Can Nigeria’s Shadow Gov't Rise To Its Challenge?

By Emeka Asinugo, KSC
Former U.S. President Barack Obama (left) stands with Nigerian President Muhamamdu Buhari (second right), G7 summit participants and outreach delegates at a family picture event at the Elmau castle in Kruen, Germany, on 8 June 2015. Photo courtesy REUTERS/Christian Hartmann and right, Isioma Adeyemi as she celebrates her 'win'.
NOV 2, 2019 OPINION
Former U.S. President Barack Obama (left) stands with Nigerian President Muhamamdu Buhari (second right), G7 summit participants and outreach delegates at a family picture event at the Elmau castle in Kruen, Germany, on 8 June 2015. Photo courtesy REUTERS/Christian Hartmann and right, Isioma Adeyemi as she celebrates her 'win'.

On 20 July 2015, Nigerian President Muhammadu Buhari visited President Barack Obama in Washington DC. He had planned for them to discuss Boko Haram and Nigeria’s ailing economy during his visit to the White House. But it had also been speculated that Obama might come up with some other proposals. It was pretty well known around the world that Washington planned to pressure Nigeria to rescind its anti-gay law and end its persecution of known and suspected homosexuals. The U.S. Assistant Secretary of State for African Affairs, Linda Thomas-Greenfield, had in fact said that the Obama administration elected to protect the lesbian, gay, bisexual and transgender community as part of its foreign policy commitment.

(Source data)

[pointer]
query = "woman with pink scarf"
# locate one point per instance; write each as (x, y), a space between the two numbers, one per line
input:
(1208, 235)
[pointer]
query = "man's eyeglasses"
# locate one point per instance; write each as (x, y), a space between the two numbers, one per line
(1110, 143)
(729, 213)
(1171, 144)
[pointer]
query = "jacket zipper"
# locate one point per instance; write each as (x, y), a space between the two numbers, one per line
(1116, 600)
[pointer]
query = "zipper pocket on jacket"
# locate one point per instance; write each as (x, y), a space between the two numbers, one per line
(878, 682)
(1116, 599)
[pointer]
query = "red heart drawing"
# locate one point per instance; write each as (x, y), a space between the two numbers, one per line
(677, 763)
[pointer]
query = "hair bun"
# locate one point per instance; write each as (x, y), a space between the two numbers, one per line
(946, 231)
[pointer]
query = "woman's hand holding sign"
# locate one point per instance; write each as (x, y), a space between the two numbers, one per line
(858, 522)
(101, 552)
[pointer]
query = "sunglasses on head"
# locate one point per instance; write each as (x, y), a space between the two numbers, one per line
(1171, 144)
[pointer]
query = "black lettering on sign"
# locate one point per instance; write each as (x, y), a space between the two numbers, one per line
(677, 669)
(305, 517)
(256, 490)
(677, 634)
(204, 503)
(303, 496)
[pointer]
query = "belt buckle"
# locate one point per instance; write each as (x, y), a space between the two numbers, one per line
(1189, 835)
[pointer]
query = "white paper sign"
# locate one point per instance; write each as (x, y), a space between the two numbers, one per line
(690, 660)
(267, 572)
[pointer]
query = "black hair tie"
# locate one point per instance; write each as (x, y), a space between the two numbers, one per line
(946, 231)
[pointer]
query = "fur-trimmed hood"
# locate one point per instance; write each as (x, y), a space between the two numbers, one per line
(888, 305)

— Task requirements —
a: Extract the stretch of the opinion piece from "On 20 July 2015, Nigerian" through "foreign policy commitment.", copying it word for word.
b: In the opinion piece, who is named as the U.S. Assistant Secretary of State for African Affairs?
Draw only on the opinion piece, not on the items.

— Worked answers —
a:
On 20 July 2015, Nigerian President Muhammadu Buhari visited President Barack Obama in Washington DC. He had planned for them to discuss Boko Haram and Nigeria’s ailing economy during his visit to the White House. But it had also been speculated that Obama might come up with some other proposals. It was pretty well known around the world that Washington planned to pressure Nigeria to rescind its anti-gay law and end its persecution of known and suspected homosexuals. The U.S. Assistant Secretary of State for African Affairs, Linda Thomas-Greenfield, had in fact said that the Obama administration elected to protect the lesbian, gay, bisexual and transgender community as part of its foreign policy commitment.

b: Linda Thomas-Greenfield